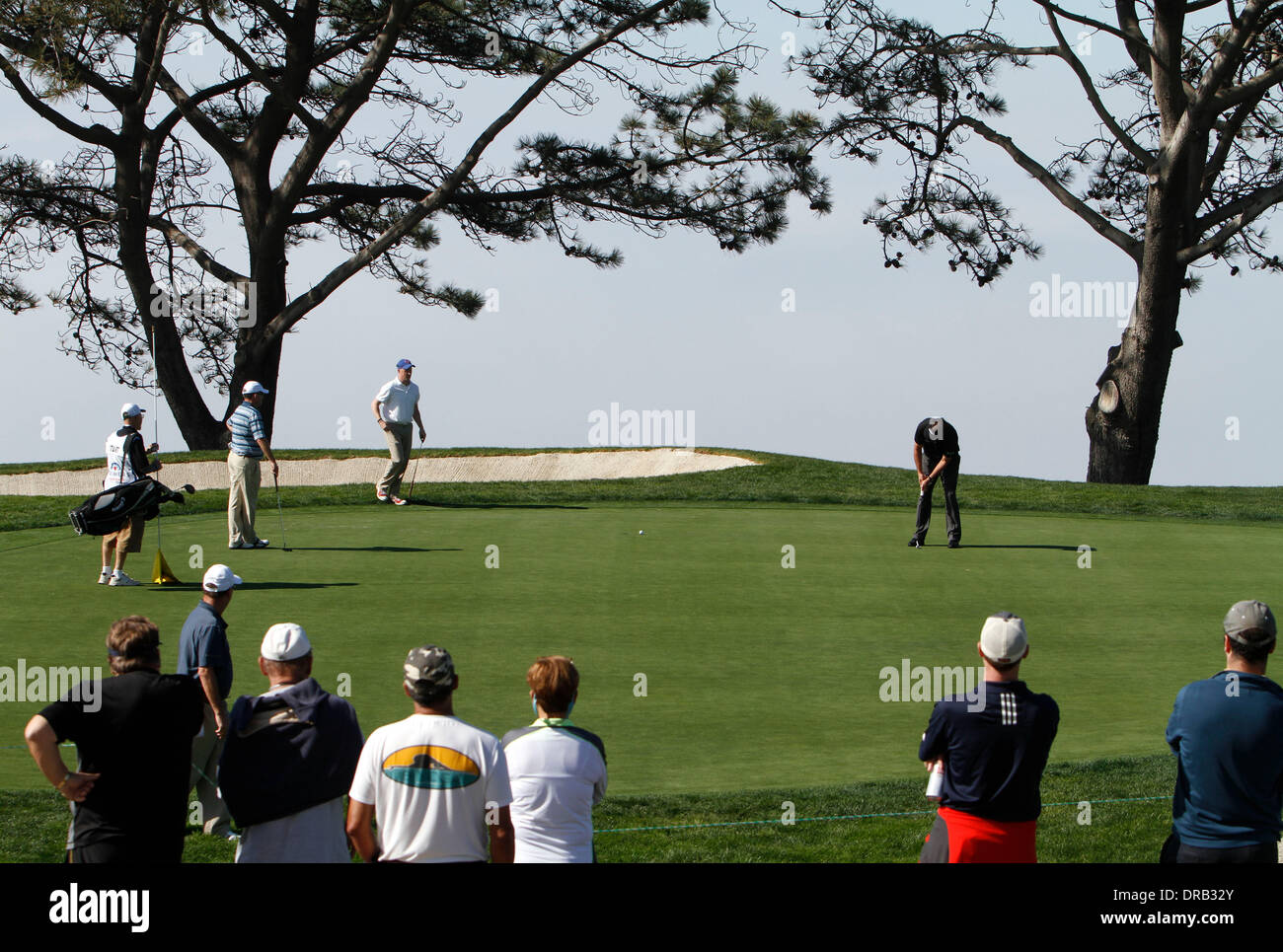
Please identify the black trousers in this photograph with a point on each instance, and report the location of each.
(1175, 850)
(952, 521)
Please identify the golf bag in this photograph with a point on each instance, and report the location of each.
(106, 512)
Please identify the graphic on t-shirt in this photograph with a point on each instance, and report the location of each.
(431, 768)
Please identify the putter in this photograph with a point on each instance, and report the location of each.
(278, 512)
(414, 473)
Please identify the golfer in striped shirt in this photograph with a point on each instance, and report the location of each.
(249, 447)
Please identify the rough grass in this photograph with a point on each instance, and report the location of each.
(879, 821)
(779, 478)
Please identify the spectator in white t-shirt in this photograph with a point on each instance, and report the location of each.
(439, 786)
(557, 769)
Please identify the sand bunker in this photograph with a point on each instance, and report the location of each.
(537, 468)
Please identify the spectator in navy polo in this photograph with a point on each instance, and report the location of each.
(205, 656)
(1227, 733)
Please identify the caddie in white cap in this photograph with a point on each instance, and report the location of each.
(290, 757)
(126, 462)
(248, 447)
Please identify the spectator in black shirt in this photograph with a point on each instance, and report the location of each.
(936, 457)
(128, 792)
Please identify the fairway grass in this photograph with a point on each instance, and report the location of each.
(707, 666)
(735, 656)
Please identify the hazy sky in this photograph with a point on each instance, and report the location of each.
(683, 326)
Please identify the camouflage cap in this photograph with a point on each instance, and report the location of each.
(1251, 622)
(428, 670)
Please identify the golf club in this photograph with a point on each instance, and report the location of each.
(414, 473)
(278, 512)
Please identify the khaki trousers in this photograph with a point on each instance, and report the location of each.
(206, 748)
(401, 443)
(243, 477)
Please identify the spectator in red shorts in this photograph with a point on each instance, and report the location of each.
(993, 757)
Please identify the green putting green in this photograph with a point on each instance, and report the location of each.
(707, 665)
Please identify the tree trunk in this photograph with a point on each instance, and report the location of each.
(1123, 418)
(258, 358)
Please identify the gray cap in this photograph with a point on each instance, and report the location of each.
(1004, 639)
(1251, 622)
(285, 641)
(428, 670)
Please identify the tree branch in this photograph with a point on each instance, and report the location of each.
(1130, 246)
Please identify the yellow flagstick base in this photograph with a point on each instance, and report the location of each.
(161, 571)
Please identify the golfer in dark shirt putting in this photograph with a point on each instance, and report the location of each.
(936, 457)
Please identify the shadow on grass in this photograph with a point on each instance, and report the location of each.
(430, 504)
(1056, 548)
(362, 548)
(258, 585)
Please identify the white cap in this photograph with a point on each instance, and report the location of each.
(219, 579)
(285, 641)
(1004, 639)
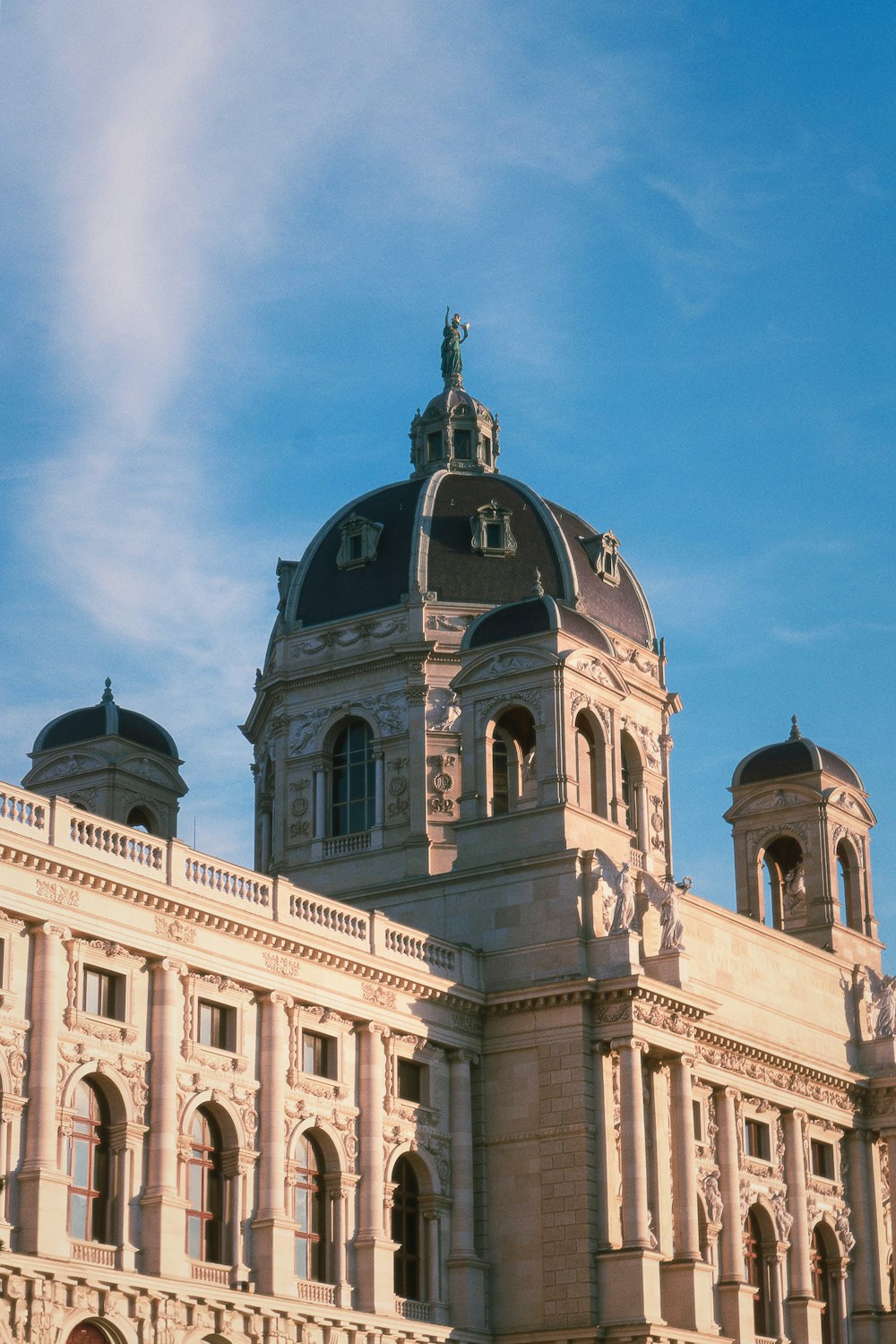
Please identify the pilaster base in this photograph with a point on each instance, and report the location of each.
(466, 1279)
(375, 1262)
(274, 1255)
(804, 1320)
(686, 1296)
(616, 954)
(163, 1238)
(737, 1309)
(629, 1287)
(43, 1203)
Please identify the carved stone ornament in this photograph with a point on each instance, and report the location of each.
(443, 710)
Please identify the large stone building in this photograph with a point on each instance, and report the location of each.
(460, 1058)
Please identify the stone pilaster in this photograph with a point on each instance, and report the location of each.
(735, 1295)
(43, 1188)
(466, 1271)
(686, 1281)
(374, 1249)
(273, 1231)
(629, 1279)
(163, 1207)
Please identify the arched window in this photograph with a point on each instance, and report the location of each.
(309, 1211)
(758, 1274)
(354, 780)
(823, 1282)
(513, 773)
(590, 762)
(629, 773)
(406, 1230)
(783, 881)
(142, 819)
(849, 887)
(89, 1166)
(204, 1191)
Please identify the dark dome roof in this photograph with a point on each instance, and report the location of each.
(425, 545)
(796, 755)
(105, 719)
(530, 617)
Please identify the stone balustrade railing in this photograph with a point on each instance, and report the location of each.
(72, 833)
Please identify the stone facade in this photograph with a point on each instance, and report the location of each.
(461, 1058)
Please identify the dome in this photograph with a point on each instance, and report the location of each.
(796, 755)
(532, 617)
(421, 537)
(105, 719)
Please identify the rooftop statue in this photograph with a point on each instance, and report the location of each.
(455, 331)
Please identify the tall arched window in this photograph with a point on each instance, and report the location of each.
(513, 773)
(823, 1284)
(783, 881)
(309, 1211)
(758, 1274)
(629, 771)
(204, 1191)
(354, 780)
(89, 1166)
(406, 1230)
(590, 766)
(848, 881)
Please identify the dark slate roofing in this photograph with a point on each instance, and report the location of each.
(621, 607)
(530, 617)
(796, 755)
(457, 574)
(511, 623)
(328, 593)
(105, 719)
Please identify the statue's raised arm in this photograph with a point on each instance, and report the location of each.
(452, 335)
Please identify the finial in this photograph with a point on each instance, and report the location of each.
(454, 333)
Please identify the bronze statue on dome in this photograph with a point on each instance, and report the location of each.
(455, 332)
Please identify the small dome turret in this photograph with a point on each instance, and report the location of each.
(110, 761)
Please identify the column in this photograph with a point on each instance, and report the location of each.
(379, 788)
(866, 1199)
(629, 1284)
(163, 1223)
(466, 1271)
(374, 1249)
(635, 1225)
(42, 1187)
(684, 1164)
(686, 1279)
(735, 1295)
(273, 1233)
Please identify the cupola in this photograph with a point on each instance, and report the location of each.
(801, 828)
(112, 761)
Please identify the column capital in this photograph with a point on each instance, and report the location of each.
(374, 1029)
(629, 1043)
(276, 997)
(462, 1056)
(51, 930)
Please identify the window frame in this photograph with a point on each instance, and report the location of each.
(116, 995)
(223, 1019)
(330, 1047)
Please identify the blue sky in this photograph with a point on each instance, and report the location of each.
(230, 234)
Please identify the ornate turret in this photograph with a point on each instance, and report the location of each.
(110, 761)
(454, 433)
(801, 828)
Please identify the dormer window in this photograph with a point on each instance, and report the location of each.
(492, 532)
(360, 538)
(603, 554)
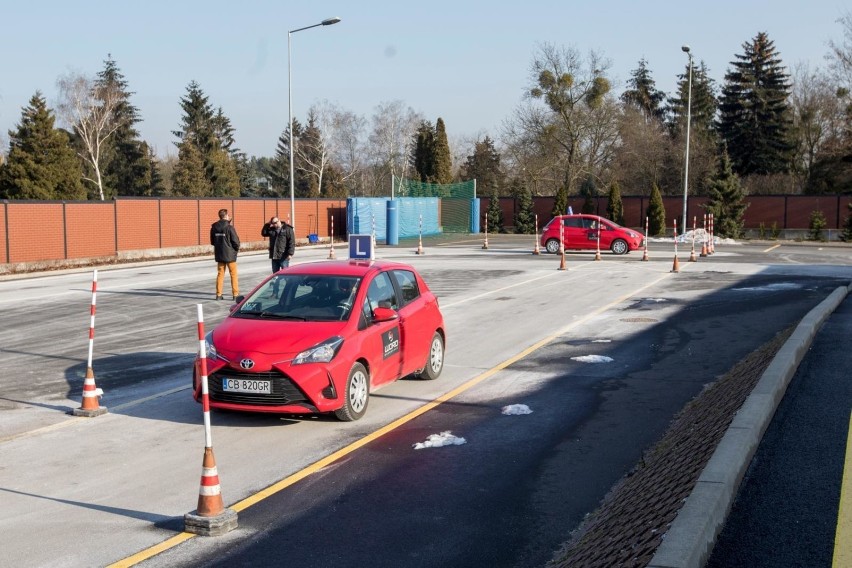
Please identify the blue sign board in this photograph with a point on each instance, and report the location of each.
(361, 247)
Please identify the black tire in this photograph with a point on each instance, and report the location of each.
(435, 361)
(552, 246)
(357, 395)
(619, 246)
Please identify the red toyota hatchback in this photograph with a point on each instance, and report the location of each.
(580, 232)
(319, 337)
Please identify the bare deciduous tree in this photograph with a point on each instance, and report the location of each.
(87, 107)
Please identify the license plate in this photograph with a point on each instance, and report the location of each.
(247, 385)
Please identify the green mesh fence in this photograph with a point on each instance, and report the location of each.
(456, 200)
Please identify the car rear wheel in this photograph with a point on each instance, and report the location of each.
(619, 246)
(356, 396)
(435, 362)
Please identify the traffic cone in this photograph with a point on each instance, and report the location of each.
(211, 518)
(91, 396)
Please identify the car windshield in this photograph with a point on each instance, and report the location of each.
(302, 297)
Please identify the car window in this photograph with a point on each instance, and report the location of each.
(407, 285)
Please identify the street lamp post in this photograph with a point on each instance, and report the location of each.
(326, 22)
(685, 48)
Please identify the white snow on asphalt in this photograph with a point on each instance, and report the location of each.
(437, 440)
(593, 359)
(516, 409)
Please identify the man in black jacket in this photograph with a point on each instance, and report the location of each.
(226, 245)
(282, 242)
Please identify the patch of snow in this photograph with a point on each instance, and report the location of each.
(437, 440)
(593, 359)
(516, 409)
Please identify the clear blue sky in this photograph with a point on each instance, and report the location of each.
(464, 61)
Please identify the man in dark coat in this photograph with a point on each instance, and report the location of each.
(226, 245)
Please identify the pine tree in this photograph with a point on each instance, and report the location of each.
(525, 217)
(443, 172)
(727, 200)
(189, 178)
(588, 191)
(495, 214)
(755, 120)
(41, 163)
(656, 213)
(615, 207)
(643, 94)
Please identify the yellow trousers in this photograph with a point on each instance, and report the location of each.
(220, 277)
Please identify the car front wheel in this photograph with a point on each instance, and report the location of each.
(356, 396)
(435, 363)
(619, 246)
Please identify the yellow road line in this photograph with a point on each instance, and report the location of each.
(333, 457)
(843, 538)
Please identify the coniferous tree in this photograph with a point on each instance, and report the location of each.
(642, 93)
(190, 178)
(727, 200)
(495, 214)
(656, 213)
(41, 163)
(588, 191)
(484, 166)
(615, 207)
(755, 120)
(443, 170)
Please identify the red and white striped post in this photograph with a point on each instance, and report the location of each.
(598, 245)
(210, 518)
(536, 250)
(91, 394)
(675, 264)
(420, 237)
(331, 240)
(485, 243)
(692, 257)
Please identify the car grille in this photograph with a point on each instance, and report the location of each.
(284, 390)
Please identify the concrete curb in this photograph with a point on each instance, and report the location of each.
(690, 539)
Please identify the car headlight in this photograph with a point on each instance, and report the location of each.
(209, 347)
(321, 352)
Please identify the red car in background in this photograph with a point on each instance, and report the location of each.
(318, 337)
(580, 232)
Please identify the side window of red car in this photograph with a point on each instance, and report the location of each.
(407, 285)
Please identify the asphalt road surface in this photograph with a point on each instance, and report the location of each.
(96, 491)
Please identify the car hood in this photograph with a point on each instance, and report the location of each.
(241, 335)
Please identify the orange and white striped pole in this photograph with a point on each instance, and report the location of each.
(536, 250)
(420, 237)
(598, 246)
(675, 264)
(331, 240)
(90, 406)
(210, 518)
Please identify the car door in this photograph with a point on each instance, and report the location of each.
(381, 340)
(416, 321)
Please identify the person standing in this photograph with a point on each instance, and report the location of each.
(282, 242)
(226, 245)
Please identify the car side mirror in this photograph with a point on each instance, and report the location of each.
(384, 314)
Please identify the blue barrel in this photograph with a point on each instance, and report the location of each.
(392, 235)
(474, 215)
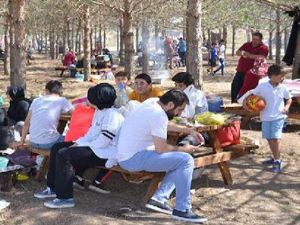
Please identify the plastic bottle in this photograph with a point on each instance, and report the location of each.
(122, 97)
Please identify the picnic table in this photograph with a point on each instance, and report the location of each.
(215, 155)
(62, 69)
(237, 109)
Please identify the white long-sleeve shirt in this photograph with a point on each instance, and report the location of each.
(102, 137)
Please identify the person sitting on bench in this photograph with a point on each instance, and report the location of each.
(143, 88)
(143, 147)
(91, 150)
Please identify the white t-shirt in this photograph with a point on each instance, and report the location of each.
(102, 137)
(222, 52)
(144, 122)
(274, 97)
(46, 111)
(198, 102)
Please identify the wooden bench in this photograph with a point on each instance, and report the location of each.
(62, 69)
(200, 159)
(238, 109)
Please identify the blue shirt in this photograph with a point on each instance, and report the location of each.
(182, 46)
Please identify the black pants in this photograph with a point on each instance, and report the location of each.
(236, 85)
(62, 160)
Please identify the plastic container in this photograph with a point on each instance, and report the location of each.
(214, 104)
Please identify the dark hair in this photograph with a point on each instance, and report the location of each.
(15, 92)
(258, 34)
(54, 87)
(176, 96)
(145, 77)
(123, 74)
(102, 95)
(183, 77)
(274, 70)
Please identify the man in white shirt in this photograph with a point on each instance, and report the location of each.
(43, 117)
(93, 149)
(221, 56)
(143, 147)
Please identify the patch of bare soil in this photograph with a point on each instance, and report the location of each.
(257, 197)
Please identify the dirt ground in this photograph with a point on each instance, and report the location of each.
(257, 197)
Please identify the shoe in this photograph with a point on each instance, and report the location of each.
(47, 193)
(188, 216)
(159, 206)
(60, 203)
(269, 161)
(79, 182)
(276, 167)
(98, 187)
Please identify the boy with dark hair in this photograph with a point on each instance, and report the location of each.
(122, 80)
(43, 117)
(91, 150)
(143, 147)
(143, 88)
(198, 104)
(278, 101)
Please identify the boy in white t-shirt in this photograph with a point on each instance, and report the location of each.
(278, 102)
(43, 117)
(143, 146)
(93, 149)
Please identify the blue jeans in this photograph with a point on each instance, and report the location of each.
(221, 67)
(179, 168)
(48, 146)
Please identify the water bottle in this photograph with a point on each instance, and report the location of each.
(122, 97)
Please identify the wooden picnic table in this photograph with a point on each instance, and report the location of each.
(216, 155)
(237, 109)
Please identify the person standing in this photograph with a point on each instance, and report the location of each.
(182, 51)
(221, 56)
(248, 52)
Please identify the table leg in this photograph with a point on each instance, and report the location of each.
(223, 166)
(154, 184)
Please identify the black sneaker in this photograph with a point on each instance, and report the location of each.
(159, 207)
(188, 216)
(79, 182)
(98, 187)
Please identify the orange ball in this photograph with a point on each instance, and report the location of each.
(255, 103)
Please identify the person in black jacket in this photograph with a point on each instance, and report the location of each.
(18, 106)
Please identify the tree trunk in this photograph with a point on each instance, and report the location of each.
(46, 42)
(145, 44)
(194, 41)
(100, 37)
(271, 44)
(78, 30)
(91, 40)
(128, 38)
(86, 43)
(224, 36)
(52, 42)
(278, 38)
(137, 38)
(156, 32)
(121, 53)
(118, 39)
(18, 43)
(104, 37)
(233, 40)
(296, 67)
(6, 47)
(285, 40)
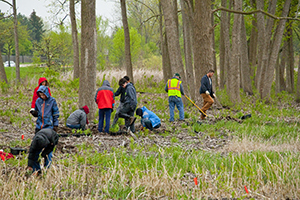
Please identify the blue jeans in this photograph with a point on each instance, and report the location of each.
(107, 113)
(174, 100)
(36, 166)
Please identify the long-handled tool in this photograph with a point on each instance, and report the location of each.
(196, 106)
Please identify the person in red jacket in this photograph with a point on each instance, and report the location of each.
(105, 99)
(42, 81)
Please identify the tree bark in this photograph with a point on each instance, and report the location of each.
(128, 62)
(18, 78)
(203, 53)
(164, 49)
(188, 48)
(2, 70)
(173, 39)
(75, 40)
(87, 84)
(291, 60)
(245, 67)
(268, 68)
(234, 72)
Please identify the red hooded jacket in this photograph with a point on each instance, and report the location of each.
(35, 96)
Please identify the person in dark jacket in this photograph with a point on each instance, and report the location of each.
(105, 100)
(78, 119)
(120, 91)
(47, 110)
(206, 91)
(130, 103)
(44, 141)
(174, 89)
(42, 81)
(149, 119)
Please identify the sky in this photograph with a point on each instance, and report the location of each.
(105, 8)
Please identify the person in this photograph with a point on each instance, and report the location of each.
(206, 91)
(130, 103)
(175, 90)
(149, 119)
(120, 91)
(42, 81)
(46, 109)
(105, 100)
(78, 119)
(43, 141)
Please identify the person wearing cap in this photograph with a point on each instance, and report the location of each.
(207, 92)
(175, 90)
(78, 119)
(149, 119)
(42, 143)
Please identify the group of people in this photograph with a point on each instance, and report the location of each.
(44, 107)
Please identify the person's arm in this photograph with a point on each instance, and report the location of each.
(55, 113)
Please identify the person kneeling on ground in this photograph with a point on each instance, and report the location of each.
(44, 139)
(78, 119)
(149, 119)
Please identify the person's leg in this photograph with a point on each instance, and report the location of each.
(117, 114)
(101, 118)
(179, 105)
(48, 160)
(171, 108)
(107, 119)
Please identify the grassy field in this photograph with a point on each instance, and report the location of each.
(225, 154)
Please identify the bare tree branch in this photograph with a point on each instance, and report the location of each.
(253, 12)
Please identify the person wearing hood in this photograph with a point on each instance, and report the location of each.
(149, 119)
(130, 103)
(47, 110)
(105, 99)
(78, 119)
(44, 140)
(42, 81)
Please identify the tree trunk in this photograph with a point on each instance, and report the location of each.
(298, 83)
(234, 73)
(75, 40)
(268, 68)
(2, 70)
(18, 78)
(87, 84)
(173, 39)
(164, 49)
(188, 49)
(245, 67)
(128, 62)
(253, 45)
(291, 60)
(203, 54)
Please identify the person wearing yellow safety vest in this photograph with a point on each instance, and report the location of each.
(175, 90)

= = = = =

JOB: Reproduce nothing but the lines from the line containing "Please identify the person wearing hood" to the last line of the data, each exactly as written.

TASK RESPONSE:
Please identify the person wearing hood in this photograph with a point on each instance, and report the location of each.
(149, 119)
(130, 103)
(47, 110)
(105, 99)
(78, 119)
(44, 140)
(42, 81)
Please identify the tree trunk in this photograph with a point on each instance, and report the location of each.
(298, 83)
(234, 73)
(75, 40)
(268, 68)
(2, 70)
(18, 78)
(87, 84)
(173, 39)
(164, 49)
(188, 49)
(245, 67)
(128, 62)
(253, 45)
(291, 60)
(203, 54)
Please identify the person wearing yellow safety vest in this photograph with a point on each instance, and report the location of each.
(175, 90)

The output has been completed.